I put my hat upon my head, and went into the Strand,
And there I saw another man, with his hat in his hand.

In our traditional ballads we must not look for exact dates; but there is ample evidence that a large part of our traditional ballad poetry existed in much the same form as now, more than three hundred years ago. Many of the themes, of course, are much older, and undoubtedly many of the versified ballads also. Already in The Vision of Piers Plowman (Skeat's ed., C. Passus viii. 10-12), in the second half of the 14th century, we find Robin Hood a hero of popular song. Sloth says:

Ich can noulit parfytiliche my pater-noster as the prest hit seggeth,
Ich can rymes of Robyn Hode, and of Randolf, erl of Chester,
Ac of our lord ne of oure lady, the lest that evere was maked.

__DATA PROVIDED__.

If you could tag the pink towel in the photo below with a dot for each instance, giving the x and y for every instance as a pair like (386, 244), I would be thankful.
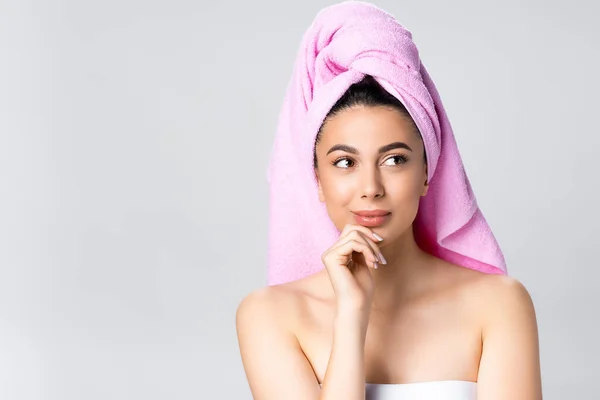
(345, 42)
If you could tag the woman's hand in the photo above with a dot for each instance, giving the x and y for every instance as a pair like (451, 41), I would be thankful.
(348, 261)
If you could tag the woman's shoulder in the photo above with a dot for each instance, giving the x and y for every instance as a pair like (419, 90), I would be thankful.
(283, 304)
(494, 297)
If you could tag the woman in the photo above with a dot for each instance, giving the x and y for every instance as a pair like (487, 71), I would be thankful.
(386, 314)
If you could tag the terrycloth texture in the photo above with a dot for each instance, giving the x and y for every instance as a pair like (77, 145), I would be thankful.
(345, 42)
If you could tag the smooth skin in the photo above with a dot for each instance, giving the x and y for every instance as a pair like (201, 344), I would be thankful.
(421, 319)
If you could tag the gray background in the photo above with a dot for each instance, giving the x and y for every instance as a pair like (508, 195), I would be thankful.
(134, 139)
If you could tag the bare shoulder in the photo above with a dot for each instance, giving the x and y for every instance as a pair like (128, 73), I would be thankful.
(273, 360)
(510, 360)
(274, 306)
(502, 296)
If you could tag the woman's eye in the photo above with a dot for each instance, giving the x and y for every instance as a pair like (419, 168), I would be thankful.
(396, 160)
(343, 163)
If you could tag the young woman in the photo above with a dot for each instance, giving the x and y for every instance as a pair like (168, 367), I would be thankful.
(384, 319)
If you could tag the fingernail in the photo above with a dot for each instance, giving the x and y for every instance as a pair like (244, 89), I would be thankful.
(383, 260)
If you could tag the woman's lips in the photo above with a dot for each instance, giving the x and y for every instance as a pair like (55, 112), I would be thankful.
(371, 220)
* * *
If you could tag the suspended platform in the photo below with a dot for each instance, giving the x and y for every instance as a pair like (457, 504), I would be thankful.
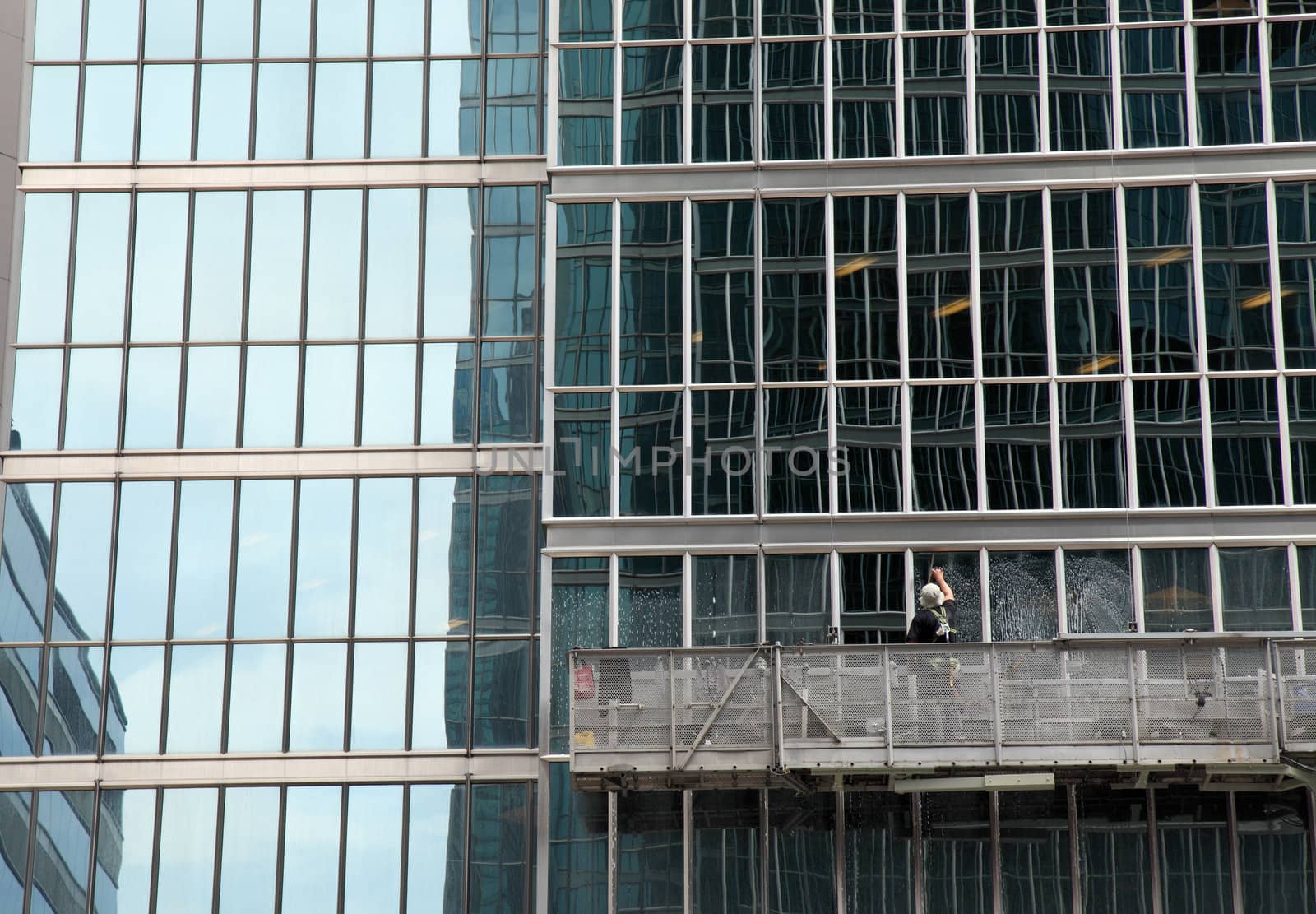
* * *
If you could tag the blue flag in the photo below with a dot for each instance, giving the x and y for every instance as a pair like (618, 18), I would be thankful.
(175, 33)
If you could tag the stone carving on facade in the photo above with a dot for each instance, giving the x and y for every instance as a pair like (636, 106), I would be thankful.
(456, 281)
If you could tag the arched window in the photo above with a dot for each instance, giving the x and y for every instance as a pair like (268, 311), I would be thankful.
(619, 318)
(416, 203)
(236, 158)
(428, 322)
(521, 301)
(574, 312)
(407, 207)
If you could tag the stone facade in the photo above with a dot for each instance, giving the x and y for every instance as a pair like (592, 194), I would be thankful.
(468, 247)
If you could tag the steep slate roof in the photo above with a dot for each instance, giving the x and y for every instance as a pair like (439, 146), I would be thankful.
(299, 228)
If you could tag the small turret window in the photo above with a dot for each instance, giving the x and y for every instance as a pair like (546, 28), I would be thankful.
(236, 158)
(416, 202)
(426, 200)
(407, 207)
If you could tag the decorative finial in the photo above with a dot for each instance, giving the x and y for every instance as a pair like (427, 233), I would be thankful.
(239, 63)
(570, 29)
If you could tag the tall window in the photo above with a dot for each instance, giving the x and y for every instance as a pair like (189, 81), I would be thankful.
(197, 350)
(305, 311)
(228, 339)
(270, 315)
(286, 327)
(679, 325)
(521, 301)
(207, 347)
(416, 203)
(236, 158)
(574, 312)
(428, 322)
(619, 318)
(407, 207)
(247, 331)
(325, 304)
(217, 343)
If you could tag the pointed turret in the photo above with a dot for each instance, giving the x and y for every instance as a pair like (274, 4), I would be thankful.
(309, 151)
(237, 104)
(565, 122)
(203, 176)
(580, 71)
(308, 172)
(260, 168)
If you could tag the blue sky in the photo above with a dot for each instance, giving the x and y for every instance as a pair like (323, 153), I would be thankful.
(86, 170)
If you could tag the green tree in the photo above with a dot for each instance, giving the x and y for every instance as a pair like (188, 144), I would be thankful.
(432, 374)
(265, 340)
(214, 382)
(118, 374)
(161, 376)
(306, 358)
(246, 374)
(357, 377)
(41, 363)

__STATED GOAL 1__. Collect every line of the records that contains the string "woman", with case counting.
__STATED GOAL 2__. Carry on the passage about traditional ballads from the point where it stops.
The text on traditional ballads and the records are unrelated material.

__RIGHT ANSWER 1__.
If you could tag the woman's hand in the photo above with a dot for each instance, giving the x and y for every instance as a pair like (451, 41), I would be thankful.
If you could tag the woman's shoulder in the photo above with a dot for each instance, giving the x and y for every instance as a pair like (419, 90), I would be thankful.
If you could tag the woman in the photo above with a dot for each instance, giving the x and y for every instance as a pair like (487, 71), I would be thankful.
If you could tag the woman's eye in the photo above with a dot for each instance, giving the x and y for every instance as a pair like (419, 168), I would be thankful.
If you could tag the young woman in the photo above with a dot for each instance, giving the x and y for every instance as a pair like (168, 367), I would be thankful.
If you could tag the woman's lips in the photo above with a dot for each instance, giving the x and y for every instance as a pair like (55, 112), I would be thankful.

__RIGHT ANSWER 2__.
Barbour tells us (The Brus, book xvi. 520-22, Skeat's ed.; xi. 524-26, Jamieson's ed.) that he thinks it unnecessary to rehearse the account of a victory gained in Eskdale over the English, because:

For quha sa likis, thai may heir
Young women, quhen thai will play,
Syng it emang thame ilke day.

Leslie, in that chapter in his History of Scotland (1594) devoted to the Border manners, notices par- ticularly the taste of the marchmen for music and ballad poetry. But we need not suppose that the only ballads they cared for were those of battle and bloodshed. Their rude and turbulent lives, full of danger and death, had in them the elements of rare romantic interest, and the pity of life must ever have been present to them as a rich artistic motive that would inspire the poetry of passion and pathos, of despair, or hopeless and interrupted love.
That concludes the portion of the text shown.